SOURCE >>

Certainly, since I returned to Britain, after working abroad as a foreign correspondent, I have noticed that immigration is at the forefront of people's minds and is being discussed across the country. Many people fear that the uncontrolled number of immigrants has put an intolerable strain on housing, health and education.
My children Loula, seven, Sami, five, and Zachary, two, are at school here, and my wife Nina and I are part of the local community. People talk about immigration at home, at the school gates, in the workplace. They worry about the bread-and-butter issues: whether there will be enough places for their kids in our schools, how they will get on in a school where English is the second language, whether they can get a job.
Yet things have moved on enormously over the 40 years since Powell's speech. Back then, immigration was about cultural issues; about prejudice against skin colour and creed. Now, the grievances are focused on economics and the change in the labour market, on the effect on the NHS and on education.

PROVIDED INFORMATION >>

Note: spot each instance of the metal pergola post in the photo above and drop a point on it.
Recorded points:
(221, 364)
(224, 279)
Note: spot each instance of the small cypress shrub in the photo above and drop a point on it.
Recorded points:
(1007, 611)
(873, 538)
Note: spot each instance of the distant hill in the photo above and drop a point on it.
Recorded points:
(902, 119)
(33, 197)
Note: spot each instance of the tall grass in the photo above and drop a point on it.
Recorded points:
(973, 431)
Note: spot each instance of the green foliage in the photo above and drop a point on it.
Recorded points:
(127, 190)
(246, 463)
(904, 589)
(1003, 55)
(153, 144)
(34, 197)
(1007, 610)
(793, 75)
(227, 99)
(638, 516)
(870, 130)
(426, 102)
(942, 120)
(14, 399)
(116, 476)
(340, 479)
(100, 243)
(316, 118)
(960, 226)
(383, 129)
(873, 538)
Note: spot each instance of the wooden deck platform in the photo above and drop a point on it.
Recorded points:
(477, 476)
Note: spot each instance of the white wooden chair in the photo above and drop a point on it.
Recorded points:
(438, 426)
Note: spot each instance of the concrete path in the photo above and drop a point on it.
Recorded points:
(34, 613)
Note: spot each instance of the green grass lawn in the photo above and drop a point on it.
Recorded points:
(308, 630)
* * *
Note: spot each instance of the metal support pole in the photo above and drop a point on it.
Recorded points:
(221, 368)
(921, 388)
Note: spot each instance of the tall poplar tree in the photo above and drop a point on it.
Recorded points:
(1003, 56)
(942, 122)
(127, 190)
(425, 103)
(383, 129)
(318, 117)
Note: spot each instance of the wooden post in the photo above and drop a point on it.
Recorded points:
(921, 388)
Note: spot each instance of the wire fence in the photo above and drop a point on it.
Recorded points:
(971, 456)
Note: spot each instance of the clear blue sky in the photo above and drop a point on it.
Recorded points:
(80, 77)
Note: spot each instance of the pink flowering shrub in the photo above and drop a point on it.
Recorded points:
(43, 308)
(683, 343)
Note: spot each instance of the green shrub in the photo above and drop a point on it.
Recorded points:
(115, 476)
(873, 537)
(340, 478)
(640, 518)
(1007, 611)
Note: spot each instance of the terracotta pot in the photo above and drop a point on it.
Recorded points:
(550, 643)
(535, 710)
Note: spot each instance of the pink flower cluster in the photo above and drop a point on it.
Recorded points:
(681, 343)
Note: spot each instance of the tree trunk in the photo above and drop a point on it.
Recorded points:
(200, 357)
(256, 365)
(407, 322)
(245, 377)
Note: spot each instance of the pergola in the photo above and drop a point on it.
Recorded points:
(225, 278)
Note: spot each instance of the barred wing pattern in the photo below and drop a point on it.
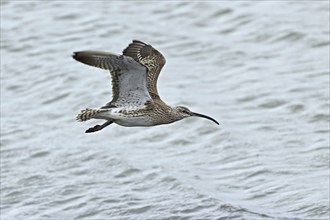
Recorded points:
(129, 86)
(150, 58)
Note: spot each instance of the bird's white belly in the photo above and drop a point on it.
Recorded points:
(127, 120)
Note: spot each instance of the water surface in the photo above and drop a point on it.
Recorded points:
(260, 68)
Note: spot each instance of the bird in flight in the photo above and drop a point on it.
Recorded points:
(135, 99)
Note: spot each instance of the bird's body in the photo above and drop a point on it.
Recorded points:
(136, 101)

EXERCISE DIRECTIONS >>
Reproduce the immigration text word for word from "Certainly, since I" to "health and education.".

RESPONSE TO THIS EXERCISE >>
Certainly, since I returned to Britain, after working abroad as a foreign correspondent, I have noticed that immigration is at the forefront of people's minds and is being discussed across the country. Many people fear that the uncontrolled number of immigrants has put an intolerable strain on housing, health and education.